## EXERCISE
Below are records to be reproduced exactly and in full.

## RECORDS TO PROCESS
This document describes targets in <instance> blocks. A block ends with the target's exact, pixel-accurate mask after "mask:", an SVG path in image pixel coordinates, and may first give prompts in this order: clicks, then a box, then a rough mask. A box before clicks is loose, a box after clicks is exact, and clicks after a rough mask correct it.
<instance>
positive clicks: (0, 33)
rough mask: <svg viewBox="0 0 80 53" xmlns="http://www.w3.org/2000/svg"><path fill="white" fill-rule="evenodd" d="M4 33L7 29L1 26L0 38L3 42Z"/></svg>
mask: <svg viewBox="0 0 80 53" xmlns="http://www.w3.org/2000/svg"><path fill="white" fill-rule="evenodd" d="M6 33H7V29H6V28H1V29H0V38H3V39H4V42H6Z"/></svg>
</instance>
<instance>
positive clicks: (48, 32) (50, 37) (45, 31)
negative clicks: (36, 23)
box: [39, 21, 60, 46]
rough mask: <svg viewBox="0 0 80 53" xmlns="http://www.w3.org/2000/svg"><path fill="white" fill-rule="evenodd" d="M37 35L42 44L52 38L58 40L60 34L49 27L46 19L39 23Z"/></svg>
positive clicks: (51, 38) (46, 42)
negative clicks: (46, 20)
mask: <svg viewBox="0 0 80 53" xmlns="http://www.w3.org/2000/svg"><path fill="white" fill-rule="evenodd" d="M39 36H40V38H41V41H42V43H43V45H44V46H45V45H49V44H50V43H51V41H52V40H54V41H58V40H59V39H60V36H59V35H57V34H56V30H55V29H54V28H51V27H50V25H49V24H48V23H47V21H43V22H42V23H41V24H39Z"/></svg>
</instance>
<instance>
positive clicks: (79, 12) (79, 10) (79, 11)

## SOLUTION TO THIS PROBLEM
This document describes targets in <instance> blocks. A block ends with the target's exact, pixel-accurate mask after "mask:", an SVG path in image pixel coordinates, and may first give prompts in this order: clicks, then a box, then a rough mask. A box before clicks is loose, a box after clicks is exact, and clicks after a rough mask correct it.
<instance>
positive clicks: (0, 33)
rough mask: <svg viewBox="0 0 80 53" xmlns="http://www.w3.org/2000/svg"><path fill="white" fill-rule="evenodd" d="M4 33L7 29L1 26L0 38L3 42Z"/></svg>
mask: <svg viewBox="0 0 80 53" xmlns="http://www.w3.org/2000/svg"><path fill="white" fill-rule="evenodd" d="M6 33H7V29H6V28H1V29H0V38H3V39H4V42H6Z"/></svg>
</instance>
<instance>
positive clicks: (48, 32) (50, 37) (45, 31)
negative clicks: (36, 23)
box: [39, 21, 60, 46]
rough mask: <svg viewBox="0 0 80 53" xmlns="http://www.w3.org/2000/svg"><path fill="white" fill-rule="evenodd" d="M37 35L42 44L52 38L58 40L60 34L49 27L46 19L39 23Z"/></svg>
positive clicks: (51, 38) (46, 42)
negative clicks: (46, 20)
mask: <svg viewBox="0 0 80 53" xmlns="http://www.w3.org/2000/svg"><path fill="white" fill-rule="evenodd" d="M39 36H40V38H41V41H42V43H43V45H44V46H45V45H49V44H50V43H51V41H52V40H54V41H58V40H59V39H60V36H59V35H57V34H56V30H55V29H54V28H51V27H50V25H49V24H48V23H47V21H43V22H42V23H41V24H39Z"/></svg>
</instance>
<instance>
positive clicks: (79, 12) (79, 10) (79, 11)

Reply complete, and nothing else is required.